Direction – Which lines below contain the word "foliage"? Extract each of them in full.
** START **
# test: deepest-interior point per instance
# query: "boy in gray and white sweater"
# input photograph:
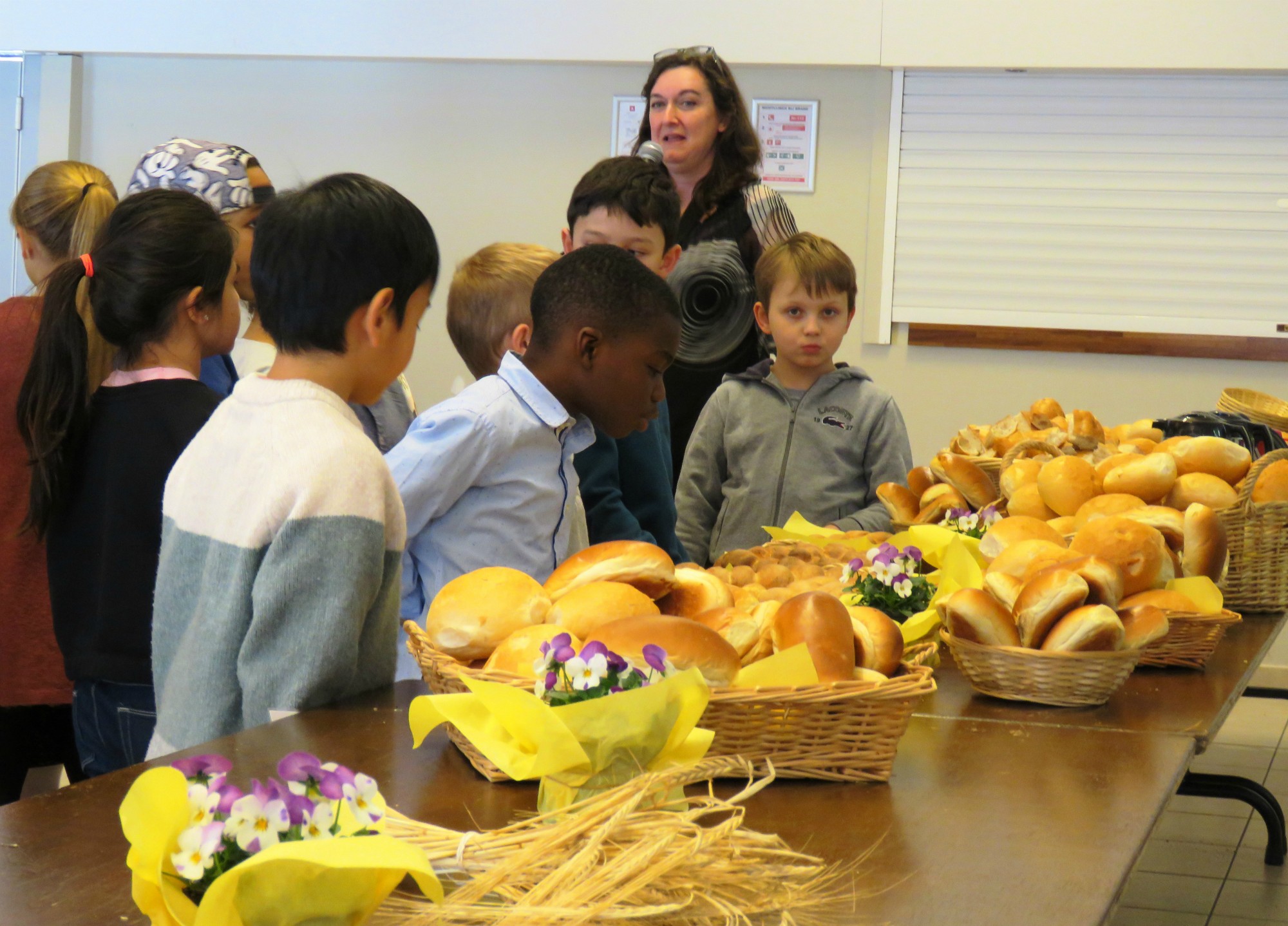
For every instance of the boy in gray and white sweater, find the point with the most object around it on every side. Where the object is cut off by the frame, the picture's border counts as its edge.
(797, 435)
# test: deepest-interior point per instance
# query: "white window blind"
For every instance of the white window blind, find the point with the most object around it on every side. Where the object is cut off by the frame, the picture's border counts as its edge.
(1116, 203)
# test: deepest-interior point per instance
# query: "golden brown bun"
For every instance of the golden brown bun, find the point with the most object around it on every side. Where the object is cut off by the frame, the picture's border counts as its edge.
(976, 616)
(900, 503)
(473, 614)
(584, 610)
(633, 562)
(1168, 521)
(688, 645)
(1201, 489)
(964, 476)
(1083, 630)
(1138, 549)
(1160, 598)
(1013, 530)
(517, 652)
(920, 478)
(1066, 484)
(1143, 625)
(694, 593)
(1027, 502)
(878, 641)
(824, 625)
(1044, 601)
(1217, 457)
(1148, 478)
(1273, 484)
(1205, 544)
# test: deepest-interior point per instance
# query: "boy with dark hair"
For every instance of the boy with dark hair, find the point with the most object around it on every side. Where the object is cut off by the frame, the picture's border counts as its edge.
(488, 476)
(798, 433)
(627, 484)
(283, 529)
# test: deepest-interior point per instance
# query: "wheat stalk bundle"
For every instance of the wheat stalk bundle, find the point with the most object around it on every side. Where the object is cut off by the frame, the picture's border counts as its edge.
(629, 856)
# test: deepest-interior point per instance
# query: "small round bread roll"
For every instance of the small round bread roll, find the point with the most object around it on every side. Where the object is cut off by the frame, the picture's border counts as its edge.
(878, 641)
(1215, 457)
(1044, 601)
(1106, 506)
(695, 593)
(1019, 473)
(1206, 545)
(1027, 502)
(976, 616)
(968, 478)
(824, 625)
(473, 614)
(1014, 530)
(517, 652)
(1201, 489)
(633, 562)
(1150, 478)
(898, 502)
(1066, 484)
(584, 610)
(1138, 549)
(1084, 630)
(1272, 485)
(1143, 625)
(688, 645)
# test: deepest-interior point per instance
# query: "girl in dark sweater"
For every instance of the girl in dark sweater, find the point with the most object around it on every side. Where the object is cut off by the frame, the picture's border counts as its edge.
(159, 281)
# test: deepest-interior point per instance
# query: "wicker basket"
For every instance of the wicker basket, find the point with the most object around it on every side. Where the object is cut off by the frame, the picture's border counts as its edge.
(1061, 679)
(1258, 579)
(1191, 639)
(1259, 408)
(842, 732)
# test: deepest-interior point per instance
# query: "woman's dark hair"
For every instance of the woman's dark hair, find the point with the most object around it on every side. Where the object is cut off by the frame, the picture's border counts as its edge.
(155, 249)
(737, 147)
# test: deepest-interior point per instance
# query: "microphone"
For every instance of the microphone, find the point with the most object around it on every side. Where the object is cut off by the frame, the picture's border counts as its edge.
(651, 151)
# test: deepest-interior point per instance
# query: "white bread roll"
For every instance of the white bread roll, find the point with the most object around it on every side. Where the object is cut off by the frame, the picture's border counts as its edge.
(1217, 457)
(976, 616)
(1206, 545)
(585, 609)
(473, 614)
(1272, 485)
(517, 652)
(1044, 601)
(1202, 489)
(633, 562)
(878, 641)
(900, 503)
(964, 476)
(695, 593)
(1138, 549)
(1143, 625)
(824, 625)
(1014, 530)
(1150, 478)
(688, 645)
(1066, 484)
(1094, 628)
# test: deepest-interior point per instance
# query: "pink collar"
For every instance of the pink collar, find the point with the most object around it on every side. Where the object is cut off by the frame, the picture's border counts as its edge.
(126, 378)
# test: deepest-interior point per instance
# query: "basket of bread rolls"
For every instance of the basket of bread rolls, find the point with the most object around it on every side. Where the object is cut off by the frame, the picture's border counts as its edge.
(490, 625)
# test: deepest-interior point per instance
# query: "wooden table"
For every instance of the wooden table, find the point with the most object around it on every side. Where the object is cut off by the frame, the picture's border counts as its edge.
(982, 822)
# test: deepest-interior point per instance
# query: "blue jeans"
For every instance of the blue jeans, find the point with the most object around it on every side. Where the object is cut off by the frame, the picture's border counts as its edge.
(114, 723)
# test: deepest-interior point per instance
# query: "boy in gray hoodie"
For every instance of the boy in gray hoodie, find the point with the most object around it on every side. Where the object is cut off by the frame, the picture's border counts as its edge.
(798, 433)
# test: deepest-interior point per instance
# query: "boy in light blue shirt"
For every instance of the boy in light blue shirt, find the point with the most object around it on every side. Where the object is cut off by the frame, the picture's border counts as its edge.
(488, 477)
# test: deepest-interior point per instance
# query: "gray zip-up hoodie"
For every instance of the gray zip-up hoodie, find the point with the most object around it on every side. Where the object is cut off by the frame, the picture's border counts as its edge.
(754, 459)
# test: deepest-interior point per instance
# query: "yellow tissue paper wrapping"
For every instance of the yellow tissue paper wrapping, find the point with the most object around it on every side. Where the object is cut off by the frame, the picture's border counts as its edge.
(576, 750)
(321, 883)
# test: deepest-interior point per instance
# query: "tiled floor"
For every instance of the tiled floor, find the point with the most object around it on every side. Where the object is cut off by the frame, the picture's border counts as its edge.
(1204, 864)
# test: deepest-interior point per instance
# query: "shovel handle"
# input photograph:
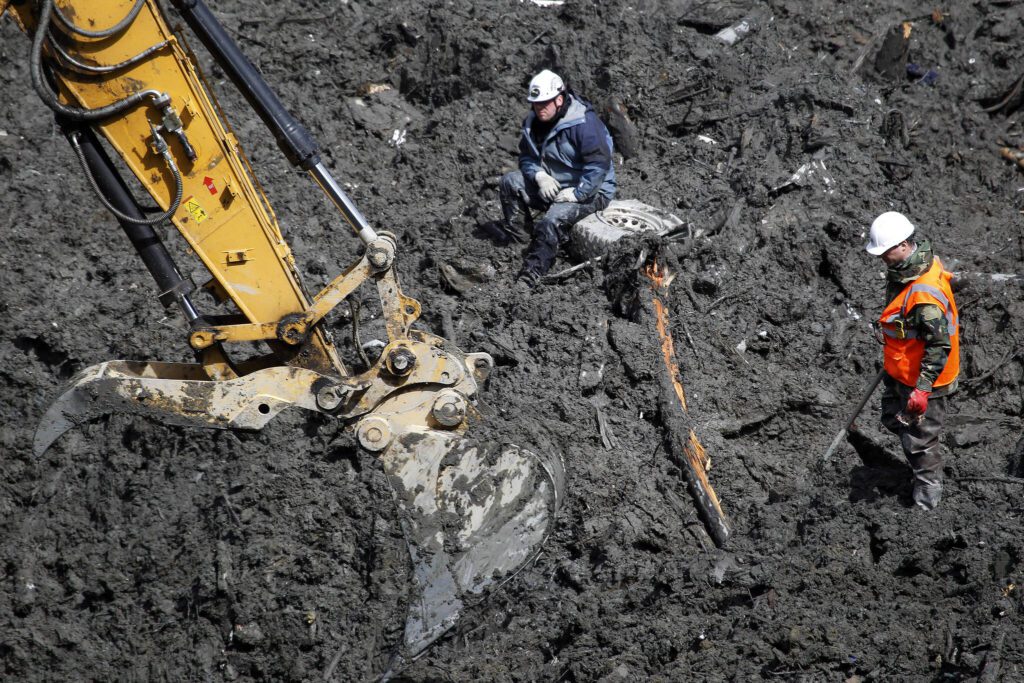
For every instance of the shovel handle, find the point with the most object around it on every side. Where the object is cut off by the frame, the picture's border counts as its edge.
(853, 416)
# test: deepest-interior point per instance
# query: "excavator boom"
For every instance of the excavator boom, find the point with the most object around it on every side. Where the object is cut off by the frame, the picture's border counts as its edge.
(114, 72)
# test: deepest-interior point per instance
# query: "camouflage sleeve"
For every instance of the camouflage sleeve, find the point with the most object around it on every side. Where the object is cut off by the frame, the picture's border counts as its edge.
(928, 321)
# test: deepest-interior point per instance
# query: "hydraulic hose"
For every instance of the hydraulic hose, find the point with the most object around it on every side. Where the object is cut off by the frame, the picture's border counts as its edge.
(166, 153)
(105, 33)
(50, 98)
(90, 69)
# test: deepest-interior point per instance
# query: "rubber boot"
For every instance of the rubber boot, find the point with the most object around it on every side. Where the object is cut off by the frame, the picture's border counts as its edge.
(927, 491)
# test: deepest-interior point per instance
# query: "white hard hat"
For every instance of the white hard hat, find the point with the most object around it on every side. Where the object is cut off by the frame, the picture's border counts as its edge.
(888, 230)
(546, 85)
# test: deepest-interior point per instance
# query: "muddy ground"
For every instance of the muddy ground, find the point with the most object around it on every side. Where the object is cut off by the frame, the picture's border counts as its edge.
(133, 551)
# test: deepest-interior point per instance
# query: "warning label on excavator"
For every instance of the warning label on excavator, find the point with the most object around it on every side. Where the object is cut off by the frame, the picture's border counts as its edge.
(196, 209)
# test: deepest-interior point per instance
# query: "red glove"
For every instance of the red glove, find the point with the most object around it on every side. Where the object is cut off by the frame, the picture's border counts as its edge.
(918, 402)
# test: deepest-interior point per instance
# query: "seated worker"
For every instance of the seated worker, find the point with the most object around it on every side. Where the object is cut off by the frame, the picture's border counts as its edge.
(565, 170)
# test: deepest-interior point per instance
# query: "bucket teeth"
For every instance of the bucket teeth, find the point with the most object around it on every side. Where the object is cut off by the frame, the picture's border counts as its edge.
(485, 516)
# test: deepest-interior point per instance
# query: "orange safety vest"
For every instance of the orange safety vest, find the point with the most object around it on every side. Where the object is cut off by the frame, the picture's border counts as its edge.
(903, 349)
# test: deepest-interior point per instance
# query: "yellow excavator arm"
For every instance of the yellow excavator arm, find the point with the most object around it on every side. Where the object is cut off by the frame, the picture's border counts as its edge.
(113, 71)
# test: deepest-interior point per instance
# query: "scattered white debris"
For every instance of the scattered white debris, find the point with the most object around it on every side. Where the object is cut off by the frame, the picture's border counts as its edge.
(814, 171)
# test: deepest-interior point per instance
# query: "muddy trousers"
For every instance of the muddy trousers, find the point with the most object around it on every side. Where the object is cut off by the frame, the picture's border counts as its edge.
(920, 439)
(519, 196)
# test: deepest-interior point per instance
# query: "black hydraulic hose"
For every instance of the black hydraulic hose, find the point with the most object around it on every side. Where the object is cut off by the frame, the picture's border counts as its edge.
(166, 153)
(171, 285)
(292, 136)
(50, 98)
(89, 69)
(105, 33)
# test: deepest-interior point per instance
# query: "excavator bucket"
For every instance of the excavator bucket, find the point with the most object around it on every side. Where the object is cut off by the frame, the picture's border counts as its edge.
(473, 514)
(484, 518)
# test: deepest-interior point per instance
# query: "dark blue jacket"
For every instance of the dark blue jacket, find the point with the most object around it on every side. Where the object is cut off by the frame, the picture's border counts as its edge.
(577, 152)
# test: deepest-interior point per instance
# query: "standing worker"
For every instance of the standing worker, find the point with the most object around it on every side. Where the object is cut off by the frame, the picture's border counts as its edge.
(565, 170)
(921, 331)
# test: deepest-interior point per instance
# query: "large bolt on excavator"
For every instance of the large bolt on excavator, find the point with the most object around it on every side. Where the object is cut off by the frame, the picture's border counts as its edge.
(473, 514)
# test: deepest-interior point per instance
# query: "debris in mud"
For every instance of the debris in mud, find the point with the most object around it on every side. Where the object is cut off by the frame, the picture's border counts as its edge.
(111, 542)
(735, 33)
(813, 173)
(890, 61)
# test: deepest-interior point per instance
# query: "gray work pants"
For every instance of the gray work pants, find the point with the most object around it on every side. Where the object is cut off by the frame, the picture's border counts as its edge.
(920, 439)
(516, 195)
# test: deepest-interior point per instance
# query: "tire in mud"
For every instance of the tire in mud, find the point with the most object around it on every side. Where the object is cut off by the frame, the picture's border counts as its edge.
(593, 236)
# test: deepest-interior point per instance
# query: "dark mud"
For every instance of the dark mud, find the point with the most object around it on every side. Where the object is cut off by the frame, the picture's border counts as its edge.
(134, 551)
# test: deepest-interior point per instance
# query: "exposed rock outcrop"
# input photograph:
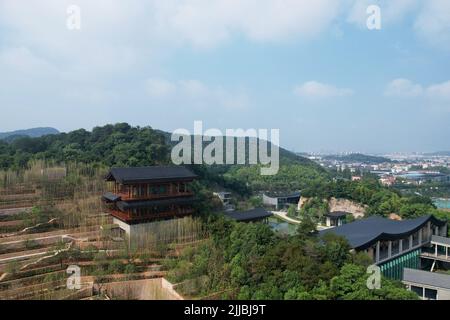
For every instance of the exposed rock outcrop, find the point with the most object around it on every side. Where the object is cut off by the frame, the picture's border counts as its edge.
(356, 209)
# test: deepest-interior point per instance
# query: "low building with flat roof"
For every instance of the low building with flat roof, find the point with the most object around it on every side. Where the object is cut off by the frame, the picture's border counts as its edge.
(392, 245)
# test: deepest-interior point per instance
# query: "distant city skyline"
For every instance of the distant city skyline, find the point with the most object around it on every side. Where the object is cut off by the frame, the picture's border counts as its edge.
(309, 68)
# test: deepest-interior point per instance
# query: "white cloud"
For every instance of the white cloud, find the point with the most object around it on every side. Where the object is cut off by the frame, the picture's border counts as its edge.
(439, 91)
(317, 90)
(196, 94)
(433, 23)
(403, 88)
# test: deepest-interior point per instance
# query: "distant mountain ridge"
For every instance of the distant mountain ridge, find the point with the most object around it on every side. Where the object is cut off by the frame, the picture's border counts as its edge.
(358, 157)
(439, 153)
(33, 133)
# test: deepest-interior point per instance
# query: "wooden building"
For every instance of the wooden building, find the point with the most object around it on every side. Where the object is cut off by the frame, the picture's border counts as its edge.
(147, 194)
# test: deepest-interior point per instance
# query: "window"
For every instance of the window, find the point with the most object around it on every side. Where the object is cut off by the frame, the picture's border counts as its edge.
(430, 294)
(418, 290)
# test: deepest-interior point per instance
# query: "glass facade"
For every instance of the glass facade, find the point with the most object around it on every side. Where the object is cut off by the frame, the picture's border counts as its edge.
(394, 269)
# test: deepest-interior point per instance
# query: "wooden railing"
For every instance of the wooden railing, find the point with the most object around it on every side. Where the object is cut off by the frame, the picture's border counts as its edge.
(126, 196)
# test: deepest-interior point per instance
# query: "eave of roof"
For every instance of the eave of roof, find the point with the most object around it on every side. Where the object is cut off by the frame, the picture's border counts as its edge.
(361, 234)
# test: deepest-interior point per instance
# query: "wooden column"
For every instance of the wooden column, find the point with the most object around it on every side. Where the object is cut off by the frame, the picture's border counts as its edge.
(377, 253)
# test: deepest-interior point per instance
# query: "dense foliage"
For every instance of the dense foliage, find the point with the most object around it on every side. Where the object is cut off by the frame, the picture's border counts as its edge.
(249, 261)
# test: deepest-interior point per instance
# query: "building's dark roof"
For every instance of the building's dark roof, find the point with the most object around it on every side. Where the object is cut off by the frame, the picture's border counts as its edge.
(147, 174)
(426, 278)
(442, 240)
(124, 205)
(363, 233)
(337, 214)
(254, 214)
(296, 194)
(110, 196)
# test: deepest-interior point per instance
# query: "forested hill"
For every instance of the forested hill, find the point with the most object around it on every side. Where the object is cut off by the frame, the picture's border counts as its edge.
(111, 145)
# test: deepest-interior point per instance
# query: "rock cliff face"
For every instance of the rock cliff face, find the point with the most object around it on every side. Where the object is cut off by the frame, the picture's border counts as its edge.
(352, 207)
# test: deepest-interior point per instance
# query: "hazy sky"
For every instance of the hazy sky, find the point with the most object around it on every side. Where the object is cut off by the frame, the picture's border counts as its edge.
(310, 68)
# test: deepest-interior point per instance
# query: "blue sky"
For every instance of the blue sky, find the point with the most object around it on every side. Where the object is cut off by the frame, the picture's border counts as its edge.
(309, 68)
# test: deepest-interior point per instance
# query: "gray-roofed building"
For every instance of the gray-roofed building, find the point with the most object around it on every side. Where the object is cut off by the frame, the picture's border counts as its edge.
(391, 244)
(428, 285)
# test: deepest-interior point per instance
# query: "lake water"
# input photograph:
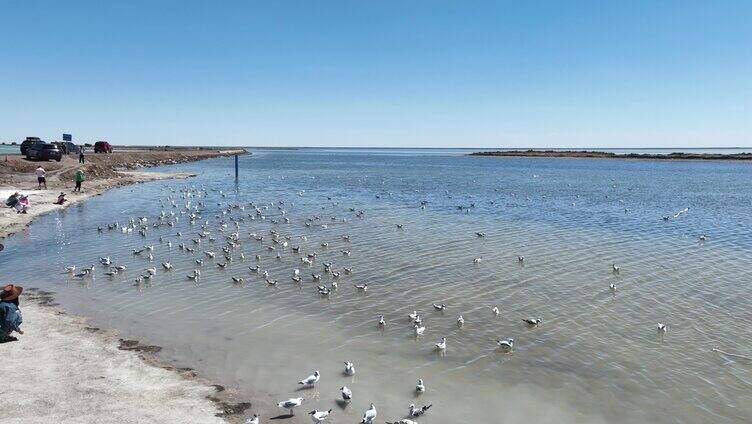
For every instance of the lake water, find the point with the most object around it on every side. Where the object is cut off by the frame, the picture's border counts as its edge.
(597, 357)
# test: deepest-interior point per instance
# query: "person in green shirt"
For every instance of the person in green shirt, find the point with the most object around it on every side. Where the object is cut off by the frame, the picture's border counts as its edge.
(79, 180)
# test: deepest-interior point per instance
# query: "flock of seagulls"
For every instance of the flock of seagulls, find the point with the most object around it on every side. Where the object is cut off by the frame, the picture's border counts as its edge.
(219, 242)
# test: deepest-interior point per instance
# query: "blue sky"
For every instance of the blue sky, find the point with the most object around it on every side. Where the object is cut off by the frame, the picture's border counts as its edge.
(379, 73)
** END **
Complete output –
# query: "dense foliage"
For every instance of the dense foliage, find the point with the most object around it on every side. Where the object is cut off by the frame, the picture's border counts as its edge.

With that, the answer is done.